EXERCISE OBJECTIVE - Can you rewrite the records from the line containing "Segment rooftop vent from the image above." through the end of the records, renaming "rooftop vent" to "roof vent" and leaving everything else as it is?

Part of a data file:
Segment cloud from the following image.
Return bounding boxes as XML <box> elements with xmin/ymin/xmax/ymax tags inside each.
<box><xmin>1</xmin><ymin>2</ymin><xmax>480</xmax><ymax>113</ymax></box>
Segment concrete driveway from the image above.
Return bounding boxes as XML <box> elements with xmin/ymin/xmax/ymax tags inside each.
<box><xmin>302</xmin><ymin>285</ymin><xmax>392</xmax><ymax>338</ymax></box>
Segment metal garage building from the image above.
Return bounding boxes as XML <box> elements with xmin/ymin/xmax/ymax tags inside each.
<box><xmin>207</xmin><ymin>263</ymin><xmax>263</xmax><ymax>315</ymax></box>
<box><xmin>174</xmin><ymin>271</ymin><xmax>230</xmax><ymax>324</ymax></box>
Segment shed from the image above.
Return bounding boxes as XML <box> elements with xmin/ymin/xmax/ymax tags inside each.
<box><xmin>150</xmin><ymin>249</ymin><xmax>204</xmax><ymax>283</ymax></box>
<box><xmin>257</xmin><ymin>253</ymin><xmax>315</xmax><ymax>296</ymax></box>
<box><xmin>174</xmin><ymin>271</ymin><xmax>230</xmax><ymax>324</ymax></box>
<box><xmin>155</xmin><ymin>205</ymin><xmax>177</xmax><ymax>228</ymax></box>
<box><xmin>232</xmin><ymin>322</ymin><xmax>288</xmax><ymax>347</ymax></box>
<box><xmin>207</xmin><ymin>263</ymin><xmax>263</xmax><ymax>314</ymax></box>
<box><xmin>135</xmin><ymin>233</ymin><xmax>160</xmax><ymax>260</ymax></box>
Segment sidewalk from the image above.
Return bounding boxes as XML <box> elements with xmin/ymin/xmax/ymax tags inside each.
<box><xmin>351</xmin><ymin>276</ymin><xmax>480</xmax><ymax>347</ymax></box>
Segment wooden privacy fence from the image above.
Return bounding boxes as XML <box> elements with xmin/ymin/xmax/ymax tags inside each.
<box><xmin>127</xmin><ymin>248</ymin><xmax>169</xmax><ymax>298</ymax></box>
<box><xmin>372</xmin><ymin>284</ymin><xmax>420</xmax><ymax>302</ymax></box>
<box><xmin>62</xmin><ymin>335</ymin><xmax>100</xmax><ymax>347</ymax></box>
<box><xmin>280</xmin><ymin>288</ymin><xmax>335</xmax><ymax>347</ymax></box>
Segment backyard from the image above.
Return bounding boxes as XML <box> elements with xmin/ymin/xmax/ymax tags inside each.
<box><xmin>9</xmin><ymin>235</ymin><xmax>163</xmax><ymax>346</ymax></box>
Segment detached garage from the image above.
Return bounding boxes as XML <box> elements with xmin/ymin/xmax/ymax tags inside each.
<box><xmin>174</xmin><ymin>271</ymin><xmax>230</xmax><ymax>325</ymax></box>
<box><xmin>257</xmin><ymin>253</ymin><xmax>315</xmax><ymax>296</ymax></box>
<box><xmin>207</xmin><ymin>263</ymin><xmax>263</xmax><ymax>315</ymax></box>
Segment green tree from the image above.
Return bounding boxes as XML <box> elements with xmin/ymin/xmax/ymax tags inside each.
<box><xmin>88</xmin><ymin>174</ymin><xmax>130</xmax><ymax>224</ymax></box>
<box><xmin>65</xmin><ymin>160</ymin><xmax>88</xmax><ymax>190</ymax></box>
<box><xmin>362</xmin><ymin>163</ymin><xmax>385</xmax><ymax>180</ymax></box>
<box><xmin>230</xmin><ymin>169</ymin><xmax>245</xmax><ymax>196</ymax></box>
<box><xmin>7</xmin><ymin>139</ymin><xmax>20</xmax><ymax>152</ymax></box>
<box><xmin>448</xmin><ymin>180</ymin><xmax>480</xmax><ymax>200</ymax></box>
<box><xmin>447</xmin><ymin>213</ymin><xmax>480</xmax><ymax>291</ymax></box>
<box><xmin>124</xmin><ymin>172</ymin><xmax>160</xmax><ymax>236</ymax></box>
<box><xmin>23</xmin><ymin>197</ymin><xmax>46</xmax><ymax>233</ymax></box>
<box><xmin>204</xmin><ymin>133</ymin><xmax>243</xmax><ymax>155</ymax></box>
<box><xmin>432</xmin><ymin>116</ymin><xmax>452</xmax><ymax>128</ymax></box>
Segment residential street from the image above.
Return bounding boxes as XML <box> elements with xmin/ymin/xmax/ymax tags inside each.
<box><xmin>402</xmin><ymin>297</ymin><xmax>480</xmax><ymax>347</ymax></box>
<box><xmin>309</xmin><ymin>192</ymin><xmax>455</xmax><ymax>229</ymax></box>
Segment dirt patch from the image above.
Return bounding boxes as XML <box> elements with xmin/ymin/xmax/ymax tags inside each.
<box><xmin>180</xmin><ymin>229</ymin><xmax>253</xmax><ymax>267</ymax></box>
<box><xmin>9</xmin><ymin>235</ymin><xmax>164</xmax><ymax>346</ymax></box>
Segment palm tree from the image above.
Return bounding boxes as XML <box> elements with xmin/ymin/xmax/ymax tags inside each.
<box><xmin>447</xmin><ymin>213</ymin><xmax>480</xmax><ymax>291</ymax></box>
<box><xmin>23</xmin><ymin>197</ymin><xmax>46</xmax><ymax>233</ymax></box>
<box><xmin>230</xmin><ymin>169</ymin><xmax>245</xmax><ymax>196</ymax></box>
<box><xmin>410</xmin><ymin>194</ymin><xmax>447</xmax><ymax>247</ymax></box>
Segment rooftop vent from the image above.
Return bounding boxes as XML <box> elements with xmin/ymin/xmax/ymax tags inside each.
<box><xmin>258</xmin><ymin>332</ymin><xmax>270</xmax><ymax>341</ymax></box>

REPLY -
Segment roof vent from the image above.
Return bounding boxes as XML <box> elements with xmin/ymin/xmax/ymax tags inside each.
<box><xmin>258</xmin><ymin>332</ymin><xmax>270</xmax><ymax>341</ymax></box>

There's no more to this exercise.